**Written task**
Write out every line of the records below again, requests included but pictures left out. Scale each point coordinate in the answers by 2, rounding to whole numbers with halves going up, and keep the numbers in the requests and their format samples unchanged.

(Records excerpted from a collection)
◆ ◆ ◆ ◆ ◆

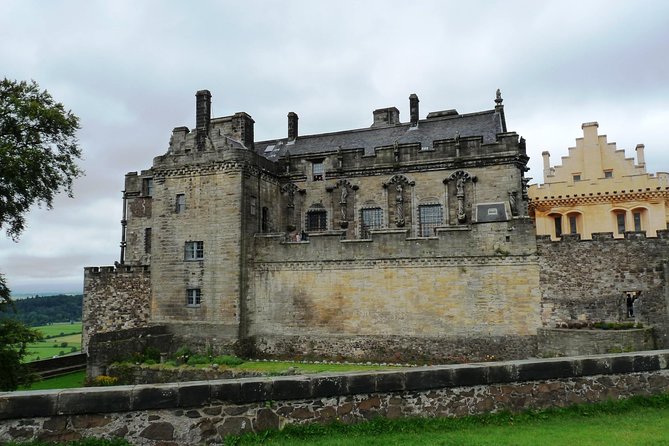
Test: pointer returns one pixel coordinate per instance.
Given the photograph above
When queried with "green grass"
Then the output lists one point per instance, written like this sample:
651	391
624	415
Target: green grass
65	332
70	381
637	421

◆ ◆ ◆ ◆ ◆

**Correct response**
Test: pointer returns one pixel coordinate per instance.
Given the photograph above
When queried with "green grass"
Then the output lists one point per instance, written like this sample:
651	391
624	415
Target: green grass
130	664
140	762
1274	842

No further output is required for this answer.